Copy the records below exactly as they appear.

Top of SUPPLIED MATERIAL

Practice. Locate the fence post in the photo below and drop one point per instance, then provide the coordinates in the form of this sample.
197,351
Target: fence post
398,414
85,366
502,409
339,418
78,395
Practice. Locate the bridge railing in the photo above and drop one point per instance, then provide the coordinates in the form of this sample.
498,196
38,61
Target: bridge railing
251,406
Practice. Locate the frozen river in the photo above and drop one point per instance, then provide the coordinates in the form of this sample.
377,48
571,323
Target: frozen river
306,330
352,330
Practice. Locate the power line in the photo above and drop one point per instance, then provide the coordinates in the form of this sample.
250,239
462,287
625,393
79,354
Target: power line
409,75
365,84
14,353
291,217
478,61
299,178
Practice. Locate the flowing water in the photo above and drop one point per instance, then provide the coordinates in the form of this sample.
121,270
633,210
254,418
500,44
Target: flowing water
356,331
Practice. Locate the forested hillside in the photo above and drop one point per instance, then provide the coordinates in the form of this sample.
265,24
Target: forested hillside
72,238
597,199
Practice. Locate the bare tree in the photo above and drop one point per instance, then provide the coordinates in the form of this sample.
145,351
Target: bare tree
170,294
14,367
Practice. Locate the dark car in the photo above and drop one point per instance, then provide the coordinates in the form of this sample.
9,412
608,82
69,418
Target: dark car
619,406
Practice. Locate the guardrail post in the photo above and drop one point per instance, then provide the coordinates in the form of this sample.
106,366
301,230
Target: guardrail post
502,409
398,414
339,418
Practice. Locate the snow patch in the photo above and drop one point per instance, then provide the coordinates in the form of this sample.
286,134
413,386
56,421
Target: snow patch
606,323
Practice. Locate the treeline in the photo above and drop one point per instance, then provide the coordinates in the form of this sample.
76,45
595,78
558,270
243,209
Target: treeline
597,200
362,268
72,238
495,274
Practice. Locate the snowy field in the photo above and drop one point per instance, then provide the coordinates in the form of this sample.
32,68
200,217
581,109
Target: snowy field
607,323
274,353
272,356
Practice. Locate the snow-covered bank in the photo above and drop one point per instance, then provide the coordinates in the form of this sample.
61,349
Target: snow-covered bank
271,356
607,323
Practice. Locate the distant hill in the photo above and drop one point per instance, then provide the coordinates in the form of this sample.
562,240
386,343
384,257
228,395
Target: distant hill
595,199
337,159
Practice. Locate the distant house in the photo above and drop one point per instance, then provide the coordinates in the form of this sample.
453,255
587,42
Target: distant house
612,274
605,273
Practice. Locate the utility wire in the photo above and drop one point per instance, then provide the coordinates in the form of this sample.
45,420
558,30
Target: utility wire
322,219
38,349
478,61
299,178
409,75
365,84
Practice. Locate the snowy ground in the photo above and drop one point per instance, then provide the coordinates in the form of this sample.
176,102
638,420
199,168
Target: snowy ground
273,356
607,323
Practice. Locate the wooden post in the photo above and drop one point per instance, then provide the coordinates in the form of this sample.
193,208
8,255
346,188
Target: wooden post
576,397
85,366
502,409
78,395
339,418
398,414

Bottom of SUPPLIED MATERIAL

> [OUTPUT OF THE EXERCISE]
Practice. Locate the fence post in the photo below and drop one point per instance, then provide the coordinates in the form of this sample.
197,351
Target: fence post
398,414
85,366
502,409
339,418
78,395
Practice. Locate the bridge railing in the photo above and drop one point per instance, then provide the coordinates in the form of this sample.
498,196
38,61
Target: bridge railing
251,406
Practice. Locate the frozen river in the photo above and drop one point per instance, then provide the coordinates in the form of this sample.
377,48
571,323
Target: frozen river
306,330
352,330
Practice. Locate the power line in the photo above and drop one point per instance, then provide the coordinates in the form of this sample.
250,239
462,287
625,393
79,354
Target: power line
409,75
365,84
14,353
291,217
478,61
299,178
Practice. Locate the flowing water in the photo above and drop one point per instance, then provide the coordinates in the form of this sample.
121,270
633,210
254,418
500,44
Target: flowing water
356,331
Practice. Locate the forested hillside in the photo above and drop one point per instance, then provide the coordinates in the form of this sample.
265,24
Target: forested hillside
72,238
597,199
Practice. Locate the bare tree in the photo above and drop one point per instance, then provide the coordinates in the form of this sample.
145,351
Target: bare tree
170,294
14,367
Practice. Locate the dark car in the photo above and drop one point per instance, then provide the coordinates in the form of this sample.
9,412
608,82
69,418
Target: dark car
619,406
Practice. Locate the guardrail post in the photo above and drop one point per instance, then provide the coordinates in the form of this sample.
106,366
301,230
Target: guardrail post
502,409
398,414
339,418
Practice. Locate the snow patch in the photo above and drop one point per instance, then provide the coordinates in the form of this sample.
286,134
413,386
56,421
Target: snow patch
606,323
Practice. Locate the treeline in the photo above and drop one point per instance, then provide the coordinates in the form of this sample.
76,45
595,78
558,270
243,209
Target: treeline
597,200
362,268
72,238
495,274
Practice. Locate the snowy field in the photo above and drop one point per instance, then provide the coordinates in the form of this sample.
32,68
200,217
581,109
Target: snowy field
607,323
274,353
272,356
Practice. Locate the snow-covered bank in the photo above and drop one point per instance, then provide the coordinates in the form of this sample.
61,349
Target: snow-covered bank
271,356
607,323
Practice. Locate the distant hill in the photo above and drop one point per instance, then provide the coordinates in the form of this sample.
562,240
386,343
384,257
228,395
Target: distant hill
595,199
337,159
Practice. Locate the distant house in the photo above and drop one point per instance, then provide the coordinates in the form of this sample.
453,255
587,42
Target: distant house
612,274
605,273
Practice. Locate the utility wire in the photo above and drop one point per instance, then provide the coordinates in the form of this sample.
45,420
558,30
Target: utility wire
322,219
38,349
478,61
299,178
409,75
365,84
Practice. Locate the snowy ground in the photo above and drop one point per instance, then provide the coordinates in the form of this sample.
176,102
638,420
199,168
Target: snowy ground
273,356
607,323
Practice. Locate the wooden post in the photo above and drop one point per instance, then provide the coordinates in the form of this sample.
193,208
8,255
346,188
Target: wooden post
576,397
85,366
502,409
78,395
339,418
398,414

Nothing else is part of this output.